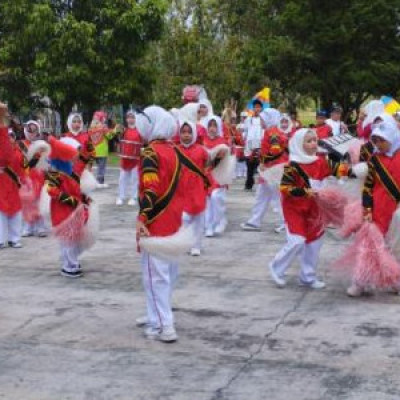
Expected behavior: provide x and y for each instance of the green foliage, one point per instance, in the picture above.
(88, 52)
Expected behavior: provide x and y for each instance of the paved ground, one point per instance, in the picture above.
(240, 337)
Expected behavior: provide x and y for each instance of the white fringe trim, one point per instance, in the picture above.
(169, 247)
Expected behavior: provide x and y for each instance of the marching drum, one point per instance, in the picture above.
(130, 150)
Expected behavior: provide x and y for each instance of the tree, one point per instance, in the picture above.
(82, 51)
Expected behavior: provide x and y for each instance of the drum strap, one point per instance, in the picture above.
(188, 163)
(12, 175)
(162, 203)
(302, 174)
(386, 179)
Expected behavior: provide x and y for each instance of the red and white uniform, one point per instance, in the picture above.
(216, 208)
(301, 212)
(11, 175)
(128, 177)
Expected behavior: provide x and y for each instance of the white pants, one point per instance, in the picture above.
(159, 278)
(308, 252)
(197, 221)
(128, 179)
(265, 196)
(216, 209)
(34, 228)
(69, 257)
(241, 169)
(10, 227)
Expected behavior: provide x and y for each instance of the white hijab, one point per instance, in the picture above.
(271, 117)
(389, 131)
(155, 123)
(189, 112)
(286, 117)
(215, 118)
(296, 147)
(194, 132)
(69, 123)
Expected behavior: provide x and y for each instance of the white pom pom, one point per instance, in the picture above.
(88, 182)
(169, 247)
(360, 170)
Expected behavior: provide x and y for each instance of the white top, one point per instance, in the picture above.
(253, 134)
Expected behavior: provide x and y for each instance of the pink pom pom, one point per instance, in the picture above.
(368, 262)
(353, 218)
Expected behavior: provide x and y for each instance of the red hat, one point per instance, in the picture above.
(61, 151)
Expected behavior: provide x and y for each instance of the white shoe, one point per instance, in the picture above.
(152, 333)
(168, 335)
(277, 279)
(209, 233)
(142, 321)
(354, 291)
(220, 228)
(195, 252)
(280, 228)
(314, 285)
(249, 227)
(132, 202)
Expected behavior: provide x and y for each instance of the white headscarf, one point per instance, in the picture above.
(189, 112)
(215, 118)
(389, 131)
(194, 132)
(30, 136)
(69, 123)
(271, 117)
(286, 117)
(296, 147)
(373, 109)
(207, 103)
(155, 123)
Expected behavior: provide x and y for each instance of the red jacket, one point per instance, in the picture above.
(133, 136)
(274, 147)
(323, 131)
(375, 195)
(159, 172)
(65, 194)
(195, 189)
(300, 210)
(11, 175)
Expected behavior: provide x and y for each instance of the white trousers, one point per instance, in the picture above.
(296, 246)
(69, 257)
(198, 222)
(159, 278)
(216, 209)
(128, 184)
(10, 227)
(34, 228)
(241, 169)
(265, 196)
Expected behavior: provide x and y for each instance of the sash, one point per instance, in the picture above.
(188, 163)
(386, 178)
(14, 177)
(162, 203)
(302, 174)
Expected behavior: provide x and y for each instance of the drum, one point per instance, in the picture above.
(130, 150)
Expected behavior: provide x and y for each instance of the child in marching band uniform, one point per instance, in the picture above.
(11, 176)
(274, 151)
(195, 187)
(216, 209)
(300, 209)
(129, 167)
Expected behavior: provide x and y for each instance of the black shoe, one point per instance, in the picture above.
(75, 274)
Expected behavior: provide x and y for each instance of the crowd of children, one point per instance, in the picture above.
(177, 166)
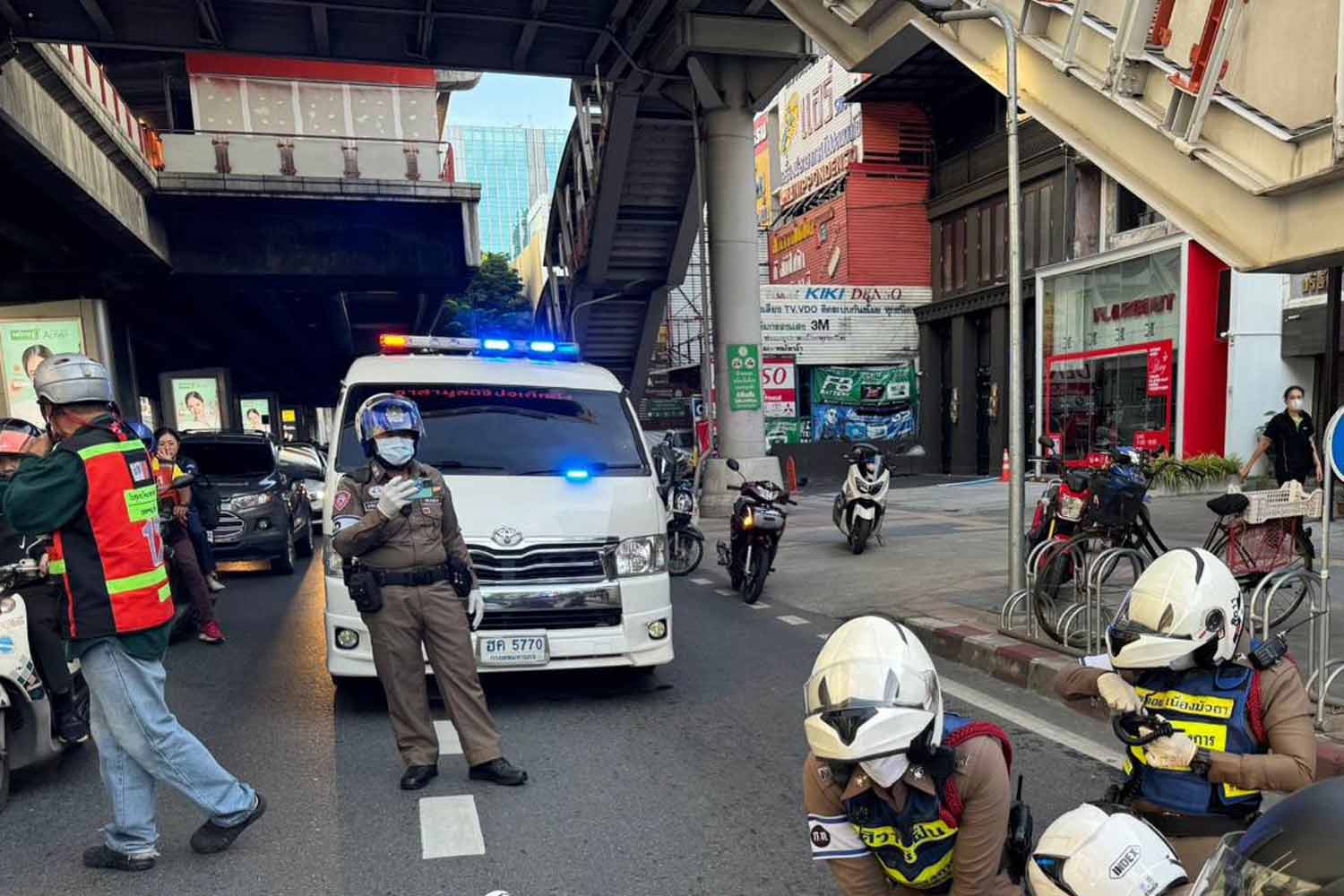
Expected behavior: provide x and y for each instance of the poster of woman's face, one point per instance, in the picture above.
(196, 401)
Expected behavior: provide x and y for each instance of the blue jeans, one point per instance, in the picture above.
(140, 743)
(204, 549)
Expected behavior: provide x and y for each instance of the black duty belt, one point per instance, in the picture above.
(1198, 825)
(419, 575)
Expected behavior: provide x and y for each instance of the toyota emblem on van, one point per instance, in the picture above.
(505, 536)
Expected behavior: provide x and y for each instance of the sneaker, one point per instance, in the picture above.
(104, 856)
(215, 839)
(211, 633)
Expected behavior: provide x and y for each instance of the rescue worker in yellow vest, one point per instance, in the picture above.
(96, 493)
(1177, 650)
(900, 796)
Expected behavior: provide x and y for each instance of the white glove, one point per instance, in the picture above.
(395, 495)
(476, 607)
(1174, 751)
(1118, 694)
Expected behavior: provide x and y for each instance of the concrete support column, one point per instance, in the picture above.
(730, 195)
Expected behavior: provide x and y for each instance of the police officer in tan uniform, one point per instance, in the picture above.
(409, 573)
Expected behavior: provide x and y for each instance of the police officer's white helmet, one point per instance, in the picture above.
(873, 692)
(1185, 602)
(72, 379)
(1090, 852)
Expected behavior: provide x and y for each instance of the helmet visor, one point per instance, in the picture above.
(1230, 874)
(868, 683)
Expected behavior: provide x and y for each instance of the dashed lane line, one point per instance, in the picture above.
(1086, 745)
(449, 745)
(449, 826)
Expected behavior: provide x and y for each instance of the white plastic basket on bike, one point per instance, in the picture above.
(1287, 501)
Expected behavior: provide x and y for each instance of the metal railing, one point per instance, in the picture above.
(230, 152)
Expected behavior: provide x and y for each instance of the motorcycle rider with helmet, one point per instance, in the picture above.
(900, 793)
(1293, 849)
(1104, 850)
(40, 599)
(395, 519)
(1177, 648)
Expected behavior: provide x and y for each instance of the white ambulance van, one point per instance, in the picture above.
(554, 490)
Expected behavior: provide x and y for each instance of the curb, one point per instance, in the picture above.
(1034, 668)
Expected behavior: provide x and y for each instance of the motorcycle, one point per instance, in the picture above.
(685, 541)
(757, 524)
(27, 718)
(862, 504)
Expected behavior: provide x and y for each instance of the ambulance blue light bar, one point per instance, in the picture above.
(489, 347)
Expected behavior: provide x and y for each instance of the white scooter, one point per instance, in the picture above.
(862, 504)
(27, 729)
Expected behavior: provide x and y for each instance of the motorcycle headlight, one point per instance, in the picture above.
(642, 556)
(252, 501)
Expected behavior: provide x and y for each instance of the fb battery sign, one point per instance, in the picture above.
(779, 381)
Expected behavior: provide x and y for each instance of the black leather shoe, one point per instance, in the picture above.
(102, 856)
(502, 771)
(417, 777)
(215, 839)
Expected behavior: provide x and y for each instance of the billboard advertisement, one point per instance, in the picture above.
(820, 134)
(841, 324)
(762, 171)
(865, 403)
(23, 347)
(779, 379)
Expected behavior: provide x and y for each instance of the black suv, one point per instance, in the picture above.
(263, 512)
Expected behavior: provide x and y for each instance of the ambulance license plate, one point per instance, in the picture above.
(526, 649)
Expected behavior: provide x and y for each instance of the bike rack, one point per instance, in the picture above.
(1102, 568)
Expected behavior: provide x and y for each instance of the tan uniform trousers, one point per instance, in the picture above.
(437, 616)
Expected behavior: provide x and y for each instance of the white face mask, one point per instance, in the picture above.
(395, 450)
(887, 770)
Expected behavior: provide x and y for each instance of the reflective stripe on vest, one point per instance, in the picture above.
(112, 556)
(916, 845)
(1211, 708)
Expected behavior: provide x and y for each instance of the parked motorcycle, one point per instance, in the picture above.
(757, 524)
(27, 719)
(862, 503)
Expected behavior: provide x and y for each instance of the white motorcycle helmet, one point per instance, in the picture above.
(873, 692)
(1185, 600)
(1090, 852)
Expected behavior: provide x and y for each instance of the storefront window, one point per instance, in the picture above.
(1110, 338)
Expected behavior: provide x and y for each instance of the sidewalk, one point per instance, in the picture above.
(943, 573)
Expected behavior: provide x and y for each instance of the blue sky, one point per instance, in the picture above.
(513, 99)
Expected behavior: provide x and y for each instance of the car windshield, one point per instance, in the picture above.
(252, 460)
(510, 430)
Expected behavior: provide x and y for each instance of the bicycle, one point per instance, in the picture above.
(1255, 549)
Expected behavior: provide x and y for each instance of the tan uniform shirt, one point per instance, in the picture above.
(1289, 764)
(986, 790)
(424, 538)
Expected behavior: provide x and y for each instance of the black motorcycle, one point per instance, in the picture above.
(757, 524)
(676, 487)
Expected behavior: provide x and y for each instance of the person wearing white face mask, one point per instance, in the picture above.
(1292, 435)
(395, 525)
(1242, 718)
(900, 796)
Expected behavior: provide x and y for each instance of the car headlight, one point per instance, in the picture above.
(642, 556)
(250, 501)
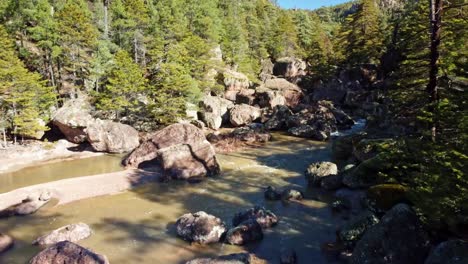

————————

What is required:
What is the exact wording of the lines from the one bearing "black motorcycle, one" through the final line of the records above? Write it out without the pictures.

Solution for this exercise:
Expected behavior: provide x and y for each instance of the black motorcycle, one point per instance, in the picture above.
(757, 524)
(676, 487)
Expected behavior: provide x and y for each instance of the person wearing white face mask, one point per instance, in the picture above.
(1292, 435)
(395, 525)
(1242, 718)
(900, 796)
Expected behavior: provide x and y for each instance of the car headlight, one point per instance, in the picture above.
(642, 556)
(250, 501)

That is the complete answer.